EXERCISE DESCRIPTION: Repeat verbatim, and only, the lines of the data below, beginning at the line that contains "indicate the yellow" and stopping after the line that contains "indicate the folded".

EXTRACTED RECORDS:

○ ○ ○ ○ ○ ○ ○

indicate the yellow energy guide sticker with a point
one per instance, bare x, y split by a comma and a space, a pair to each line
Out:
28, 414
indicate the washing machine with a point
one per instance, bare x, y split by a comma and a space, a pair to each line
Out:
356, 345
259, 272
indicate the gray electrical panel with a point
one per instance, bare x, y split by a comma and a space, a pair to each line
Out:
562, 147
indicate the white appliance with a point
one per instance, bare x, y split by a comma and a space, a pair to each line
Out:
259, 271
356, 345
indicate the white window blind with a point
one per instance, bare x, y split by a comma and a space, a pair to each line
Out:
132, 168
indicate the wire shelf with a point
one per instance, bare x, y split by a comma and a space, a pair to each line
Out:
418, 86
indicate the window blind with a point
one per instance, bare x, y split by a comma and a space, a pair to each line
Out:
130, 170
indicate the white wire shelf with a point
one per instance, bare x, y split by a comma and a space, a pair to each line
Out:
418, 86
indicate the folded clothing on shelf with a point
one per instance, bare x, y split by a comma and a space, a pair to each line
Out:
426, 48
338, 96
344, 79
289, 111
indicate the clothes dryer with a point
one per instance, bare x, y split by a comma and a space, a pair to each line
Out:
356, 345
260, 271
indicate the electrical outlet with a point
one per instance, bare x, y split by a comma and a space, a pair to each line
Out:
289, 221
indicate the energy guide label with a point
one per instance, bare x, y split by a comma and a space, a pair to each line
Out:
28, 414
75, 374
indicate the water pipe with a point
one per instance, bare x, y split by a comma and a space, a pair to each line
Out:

○ ○ ○ ○ ○ ○ ○

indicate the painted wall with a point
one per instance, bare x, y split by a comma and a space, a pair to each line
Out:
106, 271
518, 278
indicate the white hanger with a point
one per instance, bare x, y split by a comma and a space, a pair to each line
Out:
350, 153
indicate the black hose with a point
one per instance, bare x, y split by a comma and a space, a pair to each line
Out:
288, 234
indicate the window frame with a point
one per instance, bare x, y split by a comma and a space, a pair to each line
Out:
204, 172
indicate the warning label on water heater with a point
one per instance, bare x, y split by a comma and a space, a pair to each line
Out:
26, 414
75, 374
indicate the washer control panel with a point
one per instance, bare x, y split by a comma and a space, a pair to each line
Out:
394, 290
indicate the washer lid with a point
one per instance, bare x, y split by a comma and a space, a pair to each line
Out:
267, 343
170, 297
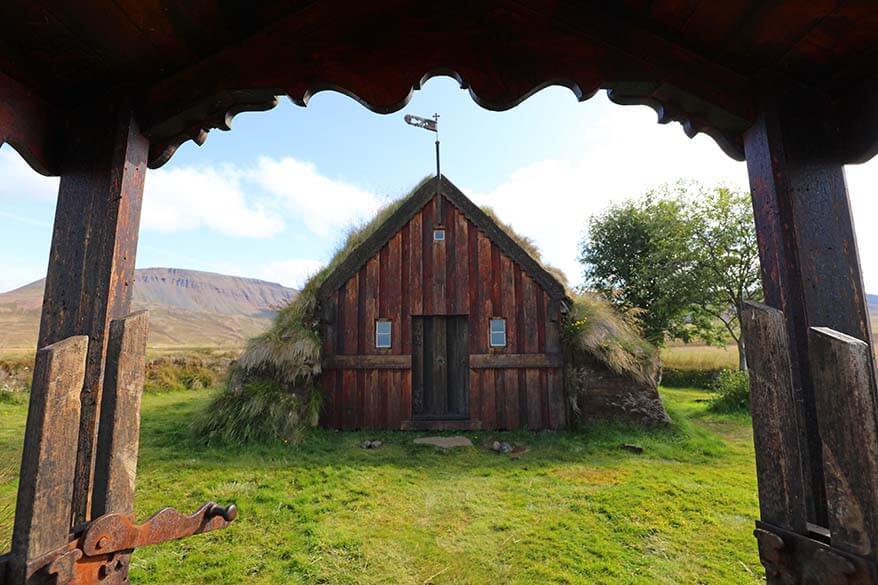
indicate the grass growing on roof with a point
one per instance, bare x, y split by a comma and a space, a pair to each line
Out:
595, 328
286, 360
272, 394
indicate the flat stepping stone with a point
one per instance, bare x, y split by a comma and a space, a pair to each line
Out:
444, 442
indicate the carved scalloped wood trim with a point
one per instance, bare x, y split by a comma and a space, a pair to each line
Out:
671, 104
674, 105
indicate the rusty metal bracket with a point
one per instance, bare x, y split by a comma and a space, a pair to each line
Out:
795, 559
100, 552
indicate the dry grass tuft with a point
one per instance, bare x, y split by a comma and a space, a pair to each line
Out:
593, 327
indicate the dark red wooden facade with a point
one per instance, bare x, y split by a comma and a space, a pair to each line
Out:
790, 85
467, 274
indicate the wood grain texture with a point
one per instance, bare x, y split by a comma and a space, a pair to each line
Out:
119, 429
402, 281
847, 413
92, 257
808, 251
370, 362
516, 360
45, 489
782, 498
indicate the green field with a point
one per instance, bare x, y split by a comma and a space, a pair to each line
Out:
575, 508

○ ○ ○ ○ ○ ○ ○

RESULT:
indicate the yellow energy guide sticker with a point
one per instance, bare x, y split by a comma and a space, a pair to each line
Out:
28, 414
indicate the washing machine with a point
one per instance, bare x, y split by a comma and a space, a pair to each line
Out:
356, 345
259, 272
indicate the gray electrical panel with a point
one per instance, bare x, y split by a comma and a space, a pair to each line
Out:
562, 147
indicate the white appliance with a point
one per instance, bare x, y split by a comma and a space, a pair to each line
Out:
259, 271
356, 345
indicate the white window blind with a point
one per instance, bare x, y split by a comma and a space, a pair to each line
Out:
132, 168
indicate the wire shelf with a point
one per instance, bare x, y split by a comma and a space, a pair to each line
Out:
418, 86
indicate the window blind with a point
one per instance, bare x, y split by a comma and a space, a pair to each line
Out:
130, 170
indicate the white wire shelf with a point
one per instance, bare x, y split by a comma and a space, a pair to each line
Out:
418, 86
indicate the folded clothing on shelf with a point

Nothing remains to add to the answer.